=== Task details ===
Copy out every line of the records below verbatim.

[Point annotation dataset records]
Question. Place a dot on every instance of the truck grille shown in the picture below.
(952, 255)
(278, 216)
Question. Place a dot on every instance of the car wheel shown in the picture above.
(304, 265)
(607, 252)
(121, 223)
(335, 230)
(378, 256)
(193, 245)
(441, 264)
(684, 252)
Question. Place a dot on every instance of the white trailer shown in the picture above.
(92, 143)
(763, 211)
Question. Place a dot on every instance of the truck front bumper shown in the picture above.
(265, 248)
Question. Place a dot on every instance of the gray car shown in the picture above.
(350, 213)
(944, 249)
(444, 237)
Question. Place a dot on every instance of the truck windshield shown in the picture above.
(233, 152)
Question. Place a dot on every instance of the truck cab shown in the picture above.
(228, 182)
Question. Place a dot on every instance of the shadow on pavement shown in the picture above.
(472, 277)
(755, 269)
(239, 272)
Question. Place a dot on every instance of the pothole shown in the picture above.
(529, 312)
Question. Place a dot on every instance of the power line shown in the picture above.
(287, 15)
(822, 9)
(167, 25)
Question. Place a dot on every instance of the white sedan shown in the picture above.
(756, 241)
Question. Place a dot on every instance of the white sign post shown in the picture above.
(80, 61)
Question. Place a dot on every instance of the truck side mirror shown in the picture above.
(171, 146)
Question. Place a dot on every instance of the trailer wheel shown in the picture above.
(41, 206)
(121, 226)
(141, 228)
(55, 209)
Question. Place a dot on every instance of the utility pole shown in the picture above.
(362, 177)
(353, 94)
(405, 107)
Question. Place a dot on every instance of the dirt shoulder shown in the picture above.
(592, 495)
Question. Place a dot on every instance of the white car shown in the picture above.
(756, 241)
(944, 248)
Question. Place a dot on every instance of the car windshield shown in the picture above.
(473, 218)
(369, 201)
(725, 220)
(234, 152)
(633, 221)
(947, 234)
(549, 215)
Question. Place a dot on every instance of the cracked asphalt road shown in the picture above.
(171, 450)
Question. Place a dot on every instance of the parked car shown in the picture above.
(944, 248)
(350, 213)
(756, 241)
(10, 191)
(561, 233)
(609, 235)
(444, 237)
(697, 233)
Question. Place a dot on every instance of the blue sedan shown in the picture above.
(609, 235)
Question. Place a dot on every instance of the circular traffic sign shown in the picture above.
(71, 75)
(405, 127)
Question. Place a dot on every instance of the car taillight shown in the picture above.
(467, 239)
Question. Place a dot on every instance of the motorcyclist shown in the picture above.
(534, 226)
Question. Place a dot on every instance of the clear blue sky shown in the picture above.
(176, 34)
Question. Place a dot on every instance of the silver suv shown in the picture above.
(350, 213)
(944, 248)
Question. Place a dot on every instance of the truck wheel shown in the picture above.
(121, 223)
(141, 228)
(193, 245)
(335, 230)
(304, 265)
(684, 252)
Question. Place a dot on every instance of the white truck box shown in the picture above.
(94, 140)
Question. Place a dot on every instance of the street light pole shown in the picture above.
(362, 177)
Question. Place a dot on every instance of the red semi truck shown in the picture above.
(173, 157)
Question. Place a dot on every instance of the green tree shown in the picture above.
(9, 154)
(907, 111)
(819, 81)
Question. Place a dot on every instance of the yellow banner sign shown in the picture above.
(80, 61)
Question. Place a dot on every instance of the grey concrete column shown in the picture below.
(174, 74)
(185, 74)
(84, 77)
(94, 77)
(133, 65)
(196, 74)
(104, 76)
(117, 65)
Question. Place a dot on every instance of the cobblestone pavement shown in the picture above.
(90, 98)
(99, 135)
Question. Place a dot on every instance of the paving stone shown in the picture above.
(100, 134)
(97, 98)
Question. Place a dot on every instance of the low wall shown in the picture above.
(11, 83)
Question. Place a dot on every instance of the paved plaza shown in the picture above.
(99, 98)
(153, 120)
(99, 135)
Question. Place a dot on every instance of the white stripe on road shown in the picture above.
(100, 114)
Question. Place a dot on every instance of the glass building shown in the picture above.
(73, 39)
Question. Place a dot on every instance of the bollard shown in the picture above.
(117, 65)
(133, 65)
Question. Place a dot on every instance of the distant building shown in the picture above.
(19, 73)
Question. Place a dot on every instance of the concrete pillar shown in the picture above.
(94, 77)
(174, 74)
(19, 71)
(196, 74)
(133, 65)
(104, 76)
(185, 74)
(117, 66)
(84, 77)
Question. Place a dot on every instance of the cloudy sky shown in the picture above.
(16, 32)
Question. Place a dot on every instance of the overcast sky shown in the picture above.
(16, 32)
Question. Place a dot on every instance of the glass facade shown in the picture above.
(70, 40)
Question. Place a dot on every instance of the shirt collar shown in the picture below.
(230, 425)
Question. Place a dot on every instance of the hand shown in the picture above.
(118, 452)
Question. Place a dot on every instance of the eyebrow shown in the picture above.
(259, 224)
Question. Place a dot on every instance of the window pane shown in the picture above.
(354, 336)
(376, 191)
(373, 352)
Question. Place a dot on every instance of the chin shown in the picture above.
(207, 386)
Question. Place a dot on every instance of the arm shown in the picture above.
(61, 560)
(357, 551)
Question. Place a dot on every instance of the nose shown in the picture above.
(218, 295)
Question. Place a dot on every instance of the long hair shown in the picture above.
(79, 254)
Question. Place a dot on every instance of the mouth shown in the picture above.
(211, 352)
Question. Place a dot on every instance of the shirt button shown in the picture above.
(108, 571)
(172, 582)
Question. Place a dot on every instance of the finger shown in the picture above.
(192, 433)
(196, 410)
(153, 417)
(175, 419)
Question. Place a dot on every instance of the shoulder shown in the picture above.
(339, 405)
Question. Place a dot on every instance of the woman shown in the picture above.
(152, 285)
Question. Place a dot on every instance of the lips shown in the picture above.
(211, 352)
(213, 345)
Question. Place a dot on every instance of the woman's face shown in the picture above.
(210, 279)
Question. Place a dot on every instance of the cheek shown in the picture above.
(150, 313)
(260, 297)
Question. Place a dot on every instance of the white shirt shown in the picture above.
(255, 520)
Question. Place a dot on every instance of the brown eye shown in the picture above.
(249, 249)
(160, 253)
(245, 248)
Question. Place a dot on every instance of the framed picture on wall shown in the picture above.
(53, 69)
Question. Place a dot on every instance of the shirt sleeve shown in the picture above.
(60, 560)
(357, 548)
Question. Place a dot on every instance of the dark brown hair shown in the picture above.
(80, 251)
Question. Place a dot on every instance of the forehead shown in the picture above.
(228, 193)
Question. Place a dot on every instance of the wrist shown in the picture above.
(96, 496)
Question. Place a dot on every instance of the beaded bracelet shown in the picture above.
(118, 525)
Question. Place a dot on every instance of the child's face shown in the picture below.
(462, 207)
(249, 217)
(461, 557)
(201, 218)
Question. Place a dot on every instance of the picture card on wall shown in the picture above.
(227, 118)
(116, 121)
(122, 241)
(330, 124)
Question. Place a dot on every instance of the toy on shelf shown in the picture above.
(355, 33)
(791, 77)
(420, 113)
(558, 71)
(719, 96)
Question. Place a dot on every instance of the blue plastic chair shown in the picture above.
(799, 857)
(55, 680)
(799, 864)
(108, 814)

=== Correct response ===
Question. Place a dot on every instance of the truck grille shown in the picture below.
(952, 255)
(278, 216)
Question. Place a dot on every instance of the car wheel shown in the picture above.
(304, 265)
(607, 252)
(121, 223)
(335, 230)
(378, 256)
(193, 245)
(441, 264)
(684, 252)
Question. Place a dot on every instance of the white trailer shown in the picture above.
(92, 143)
(763, 211)
Question. Place a dot on every instance of the truck front bumper shown in the picture above.
(265, 248)
Question. Place a dot on every instance of the gray car shown in the picture above.
(350, 213)
(944, 249)
(444, 237)
Question. Place a dot on every instance of the truck windshield shown in the picture above.
(233, 152)
Question. Place a dot on every instance of the truck cab shown in the picture above.
(228, 182)
Question. Place a dot on every instance of the shadow on pavement shown in the picture above.
(472, 277)
(755, 269)
(239, 272)
Question. Place a dot on every instance of the pothole shown in the picture above.
(529, 312)
Question. Place a dot on every instance of the power line shown in the picture above.
(287, 15)
(822, 9)
(167, 25)
Question. Place a dot on every instance of the white sedan shown in the picture above.
(756, 241)
Question. Place a dot on every instance of the white sign post shown in the picture above.
(80, 61)
Question. Place a dot on every instance of the truck side mirror shown in the picture above.
(171, 146)
Question. Place a dot on every instance of the trailer wheel shown in the picture above.
(41, 206)
(121, 226)
(141, 228)
(55, 209)
Question. Place a dot on every instance of the utility pole shown in the picture above.
(362, 177)
(353, 94)
(405, 107)
Question. Place a dot on every instance of the dirt shoulder shown in the picture above.
(592, 495)
Question. Place a dot on every instance of the white car shown in the picture above.
(756, 241)
(944, 248)
Question. Place a dot on every instance of the car windshield shown in the picture above.
(473, 218)
(369, 201)
(725, 220)
(234, 152)
(633, 221)
(947, 234)
(549, 215)
Question. Place a dot on every instance of the cracked asphalt road shown in the picture above.
(171, 450)
Question. Place a dot on every instance of the parked car shown in the picture above.
(944, 248)
(350, 213)
(756, 241)
(10, 191)
(561, 233)
(609, 235)
(444, 237)
(697, 233)
Question. Place a dot on every instance of the blue sedan shown in the picture above.
(609, 235)
Question. Place a dot on every instance of the circular traffic sign shown in the picture above.
(71, 75)
(405, 127)
Question. Place a dot on every instance of the car taillight shown in the picture above.
(467, 239)
Question. Place a dot on every instance of the motorcyclist shown in the picture above.
(534, 226)
Question. Place a dot on every instance of the clear blue sky shown in the picture above.
(176, 34)
Question. Place a dot on every instance of the silver suv shown in the picture above.
(350, 213)
(944, 248)
Question. Place a dot on every instance of the truck wheel shown in the picture above.
(121, 223)
(141, 228)
(193, 245)
(335, 230)
(304, 265)
(684, 252)
Question. Place a dot on every instance of the white truck box shown in the picture above.
(94, 140)
Question. Place a dot on every instance of the street light pole shown in the picture above.
(362, 177)
Question. Place a dot on every instance of the red semi truck shown in the picture above.
(173, 157)
Question. Place a dot on every instance of the green tree shown in the picture above.
(9, 154)
(907, 111)
(819, 81)
Question. Place a dot on every instance of the yellow banner sign shown in the picture above.
(80, 61)
Question. Place a dot on every instance of the grey concrete column shown in the picture below.
(174, 74)
(185, 74)
(84, 77)
(94, 77)
(133, 65)
(196, 74)
(104, 76)
(117, 65)
Question. Place a dot on every instance of the cobblestone pavement shown in the picture above.
(90, 98)
(99, 135)
Question. Place a dot on every instance of the paving stone shown in the picture above.
(100, 134)
(97, 98)
Question. Place a dot on every instance of the low wall shown in the picture above.
(11, 83)
Question. Place a dot on every instance of the paved plaza shown in the picture above.
(99, 98)
(153, 120)
(99, 135)
Question. Place a dot on every instance of the white stripe on road shown in the picture above.
(100, 114)
Question. Place a dot on every instance of the glass building shown in the picture above.
(73, 39)
Question. Place a dot on every instance of the bollard shown in the picture above.
(117, 65)
(133, 65)
Question. Place a dot on every instance of the distant building shown in the picture above.
(19, 73)
Question. Place a dot on every instance of the concrete pillar shown in the picture above.
(94, 77)
(174, 74)
(19, 71)
(196, 74)
(133, 65)
(104, 76)
(185, 74)
(117, 66)
(84, 77)
Question. Place a dot on every instance of the cloudy sky shown in the picture above.
(16, 32)
Question. Place a dot on every instance of the overcast sky shown in the picture above.
(16, 32)
Question. Place a dot on every instance of the glass facade shown in the picture above.
(70, 40)
Question. Place a dot on every instance of the shirt collar shown in the picture below.
(230, 425)
Question. Place a dot on every instance of the hand shown in the picture above.
(118, 452)
Question. Place a dot on every instance of the eyebrow shown in the picture above.
(259, 224)
Question. Place a dot on every instance of the window pane shown in the picture above.
(354, 336)
(376, 191)
(373, 352)
Question. Place a dot on every instance of the chin shown in the picture above.
(207, 386)
Question. Place a dot on every instance of the arm shown in the picture above.
(61, 560)
(357, 551)
Question. Place a dot on every instance of the nose shown in the picture above.
(218, 295)
Question. Place a dot on every instance of the long hair shown in the picture above.
(79, 254)
Question. Place a dot on every instance of the mouth shown in the picture above.
(211, 352)
Question. Place a dot on every instance of the shirt button shown in the picture above.
(108, 571)
(172, 582)
Question. Place a dot on every instance of the finger shown in the picture above.
(192, 433)
(196, 410)
(153, 417)
(175, 419)
Question. Place a dot on every instance of the shoulder shown in the picture above.
(339, 405)
Question. Place a dot on every instance of the woman shown in the picture above.
(152, 285)
Question. Place a dot on every instance of the lips shown in the picture above.
(211, 352)
(213, 345)
Question. Place a dot on every instance of the woman's face shown in the picture above.
(210, 279)
Question. Place a dot on every instance of the cheek shown in the picture above.
(150, 313)
(260, 297)
Question. Place a dot on every instance of the white shirt shown in the picture above.
(255, 520)
Question. Place a dot on every instance of the brown eye shown in the picture above.
(249, 249)
(160, 253)
(245, 248)
Question. Place a dot on every instance of the framed picture on wall shown in the picture above.
(53, 69)
Question. Place a dot on every instance of the shirt sleeve shown in the picture above.
(60, 560)
(357, 548)
Question. Place a dot on every instance of the dark brown hair shown in the picture above.
(80, 251)
Question. Place a dot on every instance of the forehead shown in the picture above.
(228, 193)
Question. Place a dot on every instance of the wrist shown in the picture above.
(96, 496)
Question. Place a dot on every instance of the beaded bracelet shown in the picture above.
(118, 525)
Question. Place a dot on every instance of the child's face shown in the picture below.
(462, 207)
(249, 217)
(461, 557)
(201, 218)
Question. Place a dot on every instance of the picture card on wall shown in the picture above.
(227, 118)
(116, 121)
(122, 241)
(330, 124)
Question. Place a dot on every instance of the toy on shelf shown in the picture above.
(355, 33)
(791, 77)
(420, 113)
(558, 71)
(719, 96)
Question. Place a dot on every instance of the blue plastic chair shown in the picture above.
(799, 857)
(55, 680)
(799, 864)
(108, 814)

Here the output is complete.